▶ WHAT THE EXERCISE ASKS
With pictures omitted, output the records below exactly as they appear.

▶ SOURCE MATERIAL
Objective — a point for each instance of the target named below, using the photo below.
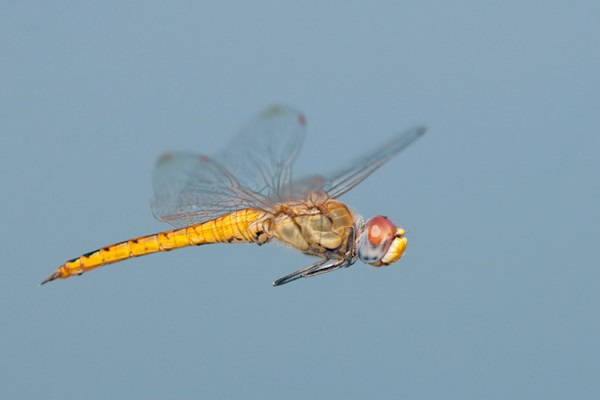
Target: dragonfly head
(381, 242)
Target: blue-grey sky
(497, 296)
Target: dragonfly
(246, 194)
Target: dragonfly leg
(326, 268)
(299, 274)
(312, 270)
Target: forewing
(254, 171)
(261, 155)
(341, 181)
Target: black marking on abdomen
(89, 254)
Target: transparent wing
(341, 181)
(254, 170)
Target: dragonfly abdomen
(237, 227)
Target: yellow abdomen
(237, 227)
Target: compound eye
(376, 239)
(380, 229)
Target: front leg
(299, 274)
(312, 270)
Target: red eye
(380, 229)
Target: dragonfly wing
(254, 171)
(261, 155)
(339, 182)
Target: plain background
(497, 296)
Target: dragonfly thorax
(320, 228)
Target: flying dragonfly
(246, 194)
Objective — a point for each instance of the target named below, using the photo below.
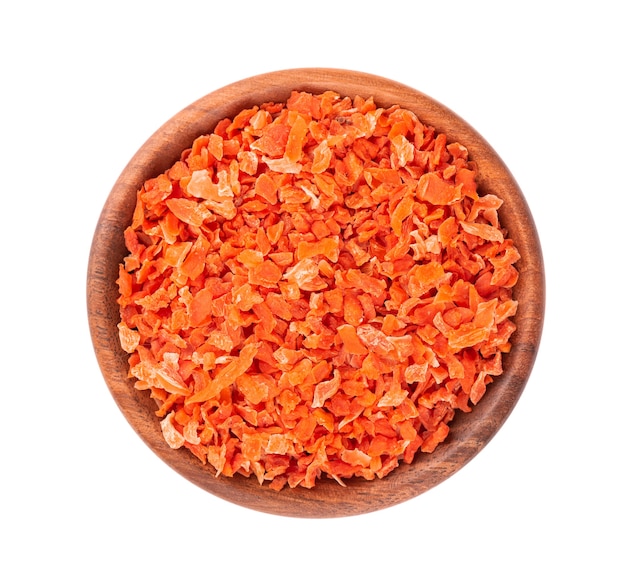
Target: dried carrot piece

▶ WRITTEN RESPONSE
Objective — a point for each instance of the target named below, using the photo below.
Target: dragonfly head
(381, 242)
Target: blue-grey sky
(497, 296)
Target: dragonfly
(246, 194)
Target: dragonfly leg
(326, 268)
(299, 274)
(312, 270)
Target: forewing
(254, 171)
(261, 155)
(341, 181)
Target: black marking on abdomen
(89, 254)
Target: transparent wing
(341, 181)
(254, 170)
Target: dragonfly abdomen
(237, 227)
Target: yellow abdomen
(237, 227)
Target: compound eye
(376, 239)
(380, 229)
Target: front leg
(299, 274)
(312, 270)
Target: red eye
(380, 229)
Target: dragonfly wing
(254, 171)
(261, 155)
(339, 182)
Target: plain background
(497, 296)
Target: dragonfly thorax
(320, 228)
Target: flying dragonfly
(246, 194)
Objective — a point for each instance of the target named below, using the photo below.
Target: dried carrot piece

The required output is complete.